------ DATA TO USE

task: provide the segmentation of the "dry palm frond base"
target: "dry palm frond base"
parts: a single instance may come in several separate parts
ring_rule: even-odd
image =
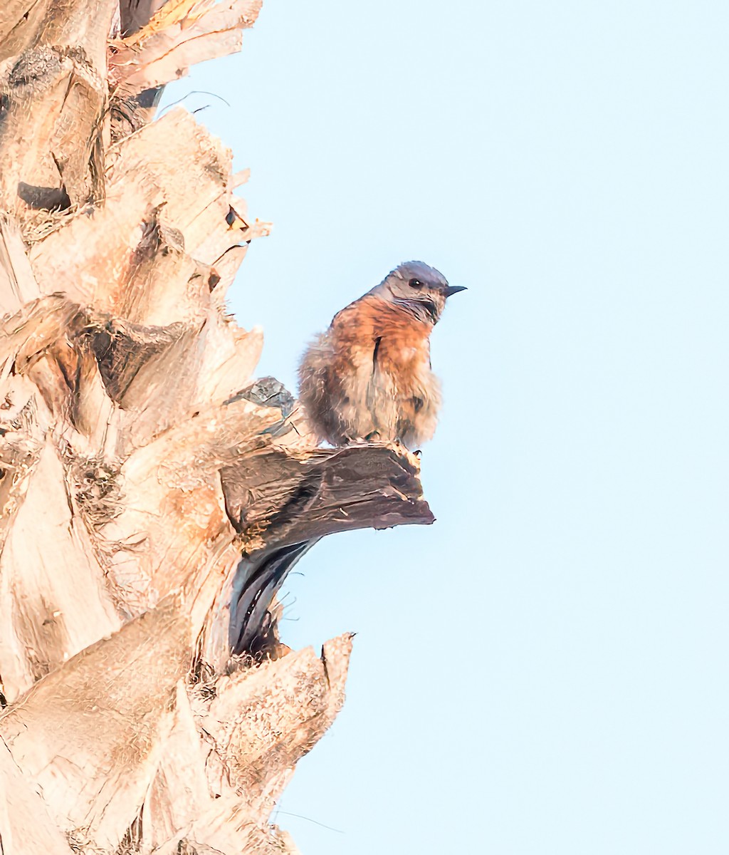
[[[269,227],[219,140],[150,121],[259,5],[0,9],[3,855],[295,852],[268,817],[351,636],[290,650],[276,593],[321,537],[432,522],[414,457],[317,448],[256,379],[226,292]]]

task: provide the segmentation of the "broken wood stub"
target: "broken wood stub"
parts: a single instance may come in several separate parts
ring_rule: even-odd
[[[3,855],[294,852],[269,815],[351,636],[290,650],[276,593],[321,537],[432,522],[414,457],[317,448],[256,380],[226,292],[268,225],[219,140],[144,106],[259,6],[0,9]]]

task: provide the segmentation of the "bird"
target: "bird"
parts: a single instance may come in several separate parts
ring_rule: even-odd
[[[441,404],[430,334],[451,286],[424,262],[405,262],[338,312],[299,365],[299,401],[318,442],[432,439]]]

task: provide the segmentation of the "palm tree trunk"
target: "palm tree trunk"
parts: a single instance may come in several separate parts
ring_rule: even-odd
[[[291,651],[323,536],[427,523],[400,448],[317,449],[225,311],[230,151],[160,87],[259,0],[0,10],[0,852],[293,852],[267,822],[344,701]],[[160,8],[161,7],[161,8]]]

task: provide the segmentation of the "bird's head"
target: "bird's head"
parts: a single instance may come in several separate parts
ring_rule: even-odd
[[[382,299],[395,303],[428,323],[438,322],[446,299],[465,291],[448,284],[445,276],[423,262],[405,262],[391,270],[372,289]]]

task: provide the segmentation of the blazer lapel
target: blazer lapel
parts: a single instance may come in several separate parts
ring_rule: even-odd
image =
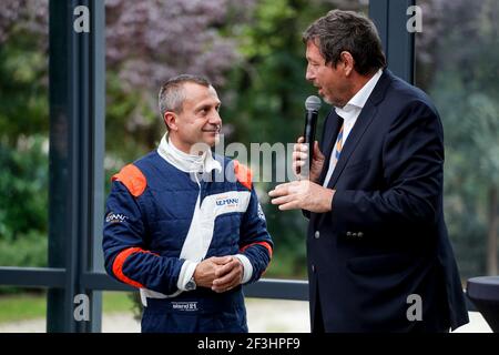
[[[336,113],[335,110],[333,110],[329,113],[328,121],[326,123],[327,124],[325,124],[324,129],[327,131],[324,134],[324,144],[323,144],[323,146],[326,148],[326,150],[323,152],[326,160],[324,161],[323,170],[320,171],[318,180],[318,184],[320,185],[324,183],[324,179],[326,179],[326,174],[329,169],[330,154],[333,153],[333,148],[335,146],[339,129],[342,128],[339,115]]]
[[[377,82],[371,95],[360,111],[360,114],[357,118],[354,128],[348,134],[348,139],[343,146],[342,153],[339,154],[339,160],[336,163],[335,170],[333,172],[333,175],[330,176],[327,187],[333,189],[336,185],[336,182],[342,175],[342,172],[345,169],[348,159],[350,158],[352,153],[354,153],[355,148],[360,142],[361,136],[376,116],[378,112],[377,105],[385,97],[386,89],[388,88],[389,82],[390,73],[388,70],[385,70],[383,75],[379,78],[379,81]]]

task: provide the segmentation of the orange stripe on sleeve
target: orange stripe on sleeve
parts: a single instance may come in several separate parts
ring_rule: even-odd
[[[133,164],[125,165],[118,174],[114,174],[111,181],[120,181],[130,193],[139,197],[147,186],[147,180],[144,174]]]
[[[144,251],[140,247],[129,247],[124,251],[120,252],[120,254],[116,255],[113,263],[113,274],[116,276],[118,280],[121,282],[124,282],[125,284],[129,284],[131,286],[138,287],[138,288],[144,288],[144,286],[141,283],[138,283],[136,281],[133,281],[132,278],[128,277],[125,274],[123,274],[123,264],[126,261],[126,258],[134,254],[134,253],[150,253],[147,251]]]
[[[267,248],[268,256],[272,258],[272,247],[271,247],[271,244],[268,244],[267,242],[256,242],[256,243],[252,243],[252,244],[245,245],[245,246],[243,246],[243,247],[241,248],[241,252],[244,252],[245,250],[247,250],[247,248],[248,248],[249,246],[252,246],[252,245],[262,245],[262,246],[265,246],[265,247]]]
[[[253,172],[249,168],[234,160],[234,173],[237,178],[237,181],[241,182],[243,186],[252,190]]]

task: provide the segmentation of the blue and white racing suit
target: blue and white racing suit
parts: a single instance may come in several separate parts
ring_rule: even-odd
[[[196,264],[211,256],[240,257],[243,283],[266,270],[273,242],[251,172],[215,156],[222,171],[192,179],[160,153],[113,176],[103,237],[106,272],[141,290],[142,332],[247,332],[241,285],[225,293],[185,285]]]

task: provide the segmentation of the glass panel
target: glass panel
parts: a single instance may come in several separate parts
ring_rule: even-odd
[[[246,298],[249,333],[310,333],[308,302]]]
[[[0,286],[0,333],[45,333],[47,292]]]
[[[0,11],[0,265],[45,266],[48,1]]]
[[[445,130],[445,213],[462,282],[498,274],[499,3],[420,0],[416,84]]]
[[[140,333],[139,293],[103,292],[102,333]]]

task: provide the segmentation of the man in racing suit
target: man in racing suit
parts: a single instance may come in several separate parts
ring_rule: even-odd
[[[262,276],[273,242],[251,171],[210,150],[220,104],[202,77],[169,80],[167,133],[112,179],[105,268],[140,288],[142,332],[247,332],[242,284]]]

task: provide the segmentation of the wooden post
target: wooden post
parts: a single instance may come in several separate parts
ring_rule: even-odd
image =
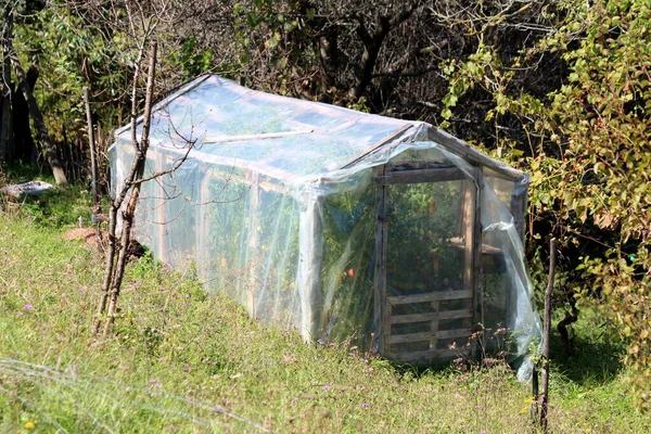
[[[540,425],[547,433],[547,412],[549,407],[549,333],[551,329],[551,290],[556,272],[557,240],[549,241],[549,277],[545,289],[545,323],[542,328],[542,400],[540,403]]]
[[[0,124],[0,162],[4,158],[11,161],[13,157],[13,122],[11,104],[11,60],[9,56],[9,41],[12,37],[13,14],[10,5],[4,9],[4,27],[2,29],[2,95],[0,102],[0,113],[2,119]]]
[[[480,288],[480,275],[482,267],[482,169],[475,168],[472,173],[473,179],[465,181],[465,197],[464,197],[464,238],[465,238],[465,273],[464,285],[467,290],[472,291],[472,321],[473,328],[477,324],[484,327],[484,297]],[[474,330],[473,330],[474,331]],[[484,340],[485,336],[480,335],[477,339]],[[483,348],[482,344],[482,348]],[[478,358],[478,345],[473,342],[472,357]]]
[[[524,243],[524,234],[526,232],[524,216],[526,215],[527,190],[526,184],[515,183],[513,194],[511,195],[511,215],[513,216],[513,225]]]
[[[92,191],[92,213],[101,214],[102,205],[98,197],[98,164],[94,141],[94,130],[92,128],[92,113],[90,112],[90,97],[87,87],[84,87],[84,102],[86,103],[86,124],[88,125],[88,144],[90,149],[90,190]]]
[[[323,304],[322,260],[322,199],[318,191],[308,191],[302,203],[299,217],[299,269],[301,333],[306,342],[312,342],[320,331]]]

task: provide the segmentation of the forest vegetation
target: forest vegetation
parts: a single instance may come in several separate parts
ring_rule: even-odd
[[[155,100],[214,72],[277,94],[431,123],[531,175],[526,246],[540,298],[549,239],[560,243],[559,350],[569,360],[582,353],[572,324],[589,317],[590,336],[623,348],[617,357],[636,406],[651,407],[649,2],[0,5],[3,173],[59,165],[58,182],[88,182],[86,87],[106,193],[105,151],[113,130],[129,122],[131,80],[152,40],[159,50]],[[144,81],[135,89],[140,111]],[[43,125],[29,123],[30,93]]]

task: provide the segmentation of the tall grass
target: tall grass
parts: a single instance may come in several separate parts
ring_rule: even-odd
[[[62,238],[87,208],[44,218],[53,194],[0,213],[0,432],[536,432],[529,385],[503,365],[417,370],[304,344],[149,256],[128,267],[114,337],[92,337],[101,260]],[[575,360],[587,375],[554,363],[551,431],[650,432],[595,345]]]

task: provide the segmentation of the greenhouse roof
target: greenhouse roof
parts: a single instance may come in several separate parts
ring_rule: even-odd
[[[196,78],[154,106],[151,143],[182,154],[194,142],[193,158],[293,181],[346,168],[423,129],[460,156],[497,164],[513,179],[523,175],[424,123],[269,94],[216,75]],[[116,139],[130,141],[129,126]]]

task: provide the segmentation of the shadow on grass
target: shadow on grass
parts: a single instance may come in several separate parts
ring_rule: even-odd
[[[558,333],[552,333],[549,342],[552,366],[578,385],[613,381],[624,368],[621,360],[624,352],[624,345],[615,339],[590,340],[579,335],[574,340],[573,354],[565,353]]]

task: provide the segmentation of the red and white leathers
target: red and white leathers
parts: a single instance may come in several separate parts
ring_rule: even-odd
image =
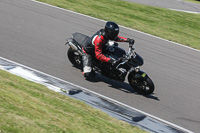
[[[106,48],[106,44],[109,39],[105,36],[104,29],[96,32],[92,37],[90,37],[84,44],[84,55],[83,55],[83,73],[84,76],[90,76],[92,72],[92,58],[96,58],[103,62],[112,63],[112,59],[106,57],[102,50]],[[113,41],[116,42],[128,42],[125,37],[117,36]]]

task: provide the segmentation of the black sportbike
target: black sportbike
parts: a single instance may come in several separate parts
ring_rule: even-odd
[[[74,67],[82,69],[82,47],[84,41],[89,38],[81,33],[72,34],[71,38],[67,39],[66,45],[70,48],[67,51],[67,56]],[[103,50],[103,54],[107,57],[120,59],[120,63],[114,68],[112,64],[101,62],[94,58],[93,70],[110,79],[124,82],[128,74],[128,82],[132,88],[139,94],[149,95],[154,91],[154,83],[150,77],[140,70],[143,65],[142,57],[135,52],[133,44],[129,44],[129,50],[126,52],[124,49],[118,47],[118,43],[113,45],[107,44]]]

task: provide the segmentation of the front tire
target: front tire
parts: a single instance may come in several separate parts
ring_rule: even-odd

------------

Pictures stay out; retype only the lines from the line containing "task: provide the segmentation of the tall" through the end of the listing, inclusive, exactly as they appear.

task: provide the segmentation of the tall grass
target: tall grass
parts: a single instance may come in several separate parts
ring_rule: even-odd
[[[62,238],[87,208],[44,218],[53,194],[0,213],[0,432],[536,432],[529,385],[503,365],[417,370],[304,344],[149,256],[128,267],[114,337],[92,337],[101,260]],[[575,360],[587,375],[554,363],[551,431],[650,432],[595,345]]]

task: provide the segmentation of the greenhouse roof
target: greenhouse roof
parts: a single instance may come in several separate parts
ring_rule: even-odd
[[[196,78],[154,106],[151,143],[182,154],[194,142],[193,158],[293,181],[346,168],[423,129],[460,156],[497,164],[513,179],[523,175],[424,123],[269,94],[216,75]],[[116,139],[130,141],[129,126]]]

task: provide the segmentation of the shadow on grass
target: shadow on grass
parts: a single instance may come in several separate parts
ring_rule: even-odd
[[[558,333],[552,333],[549,342],[552,366],[578,385],[613,381],[624,368],[621,360],[624,352],[624,345],[615,339],[590,340],[579,335],[574,340],[573,354],[565,353]]]

task: provide the segmentation of the red and white leathers
target: red and white leathers
parts: a single instance may come in several separate parts
ring_rule: even-odd
image =
[[[106,48],[106,44],[109,39],[105,36],[104,29],[96,32],[92,37],[90,37],[84,44],[84,55],[83,55],[83,73],[84,76],[90,76],[92,72],[92,58],[96,58],[103,62],[112,63],[112,59],[106,57],[102,50]],[[113,41],[116,42],[128,42],[125,37],[117,36]]]

task: provide the segmentation of the black sportbike
target: black sportbike
parts: a single instance may come in several separate parts
ring_rule: even-odd
[[[74,67],[82,69],[82,47],[84,41],[89,38],[81,33],[72,34],[71,38],[67,39],[66,45],[70,48],[67,51],[67,56]],[[103,50],[103,54],[107,57],[120,59],[120,63],[114,68],[112,64],[101,62],[94,58],[93,70],[110,79],[124,82],[128,74],[128,82],[132,88],[139,94],[149,95],[154,91],[154,83],[150,77],[140,70],[143,65],[142,57],[135,52],[133,44],[129,44],[129,50],[126,52],[124,49],[118,47],[118,43],[113,45],[107,44]]]

task: provide the segmentation of the front tire
target: front tire
parts: a single instance may come in several separate parts
ring_rule: even-odd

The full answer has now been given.